AIM OF THE TASK:
Through to the final line, write out the records below exactly, omitting any images they contain.

DATA:
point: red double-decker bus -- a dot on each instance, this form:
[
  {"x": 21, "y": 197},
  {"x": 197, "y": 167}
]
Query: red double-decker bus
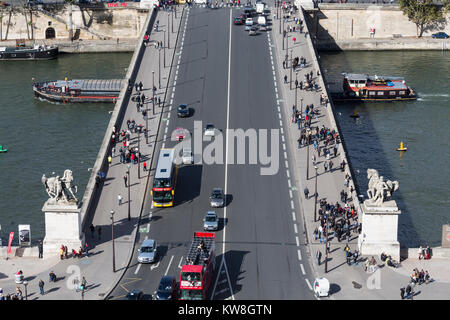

RESPONSE AREA:
point: red double-decker bus -- a dot on each instance, this form:
[
  {"x": 21, "y": 197},
  {"x": 197, "y": 167}
]
Query: red double-decker bus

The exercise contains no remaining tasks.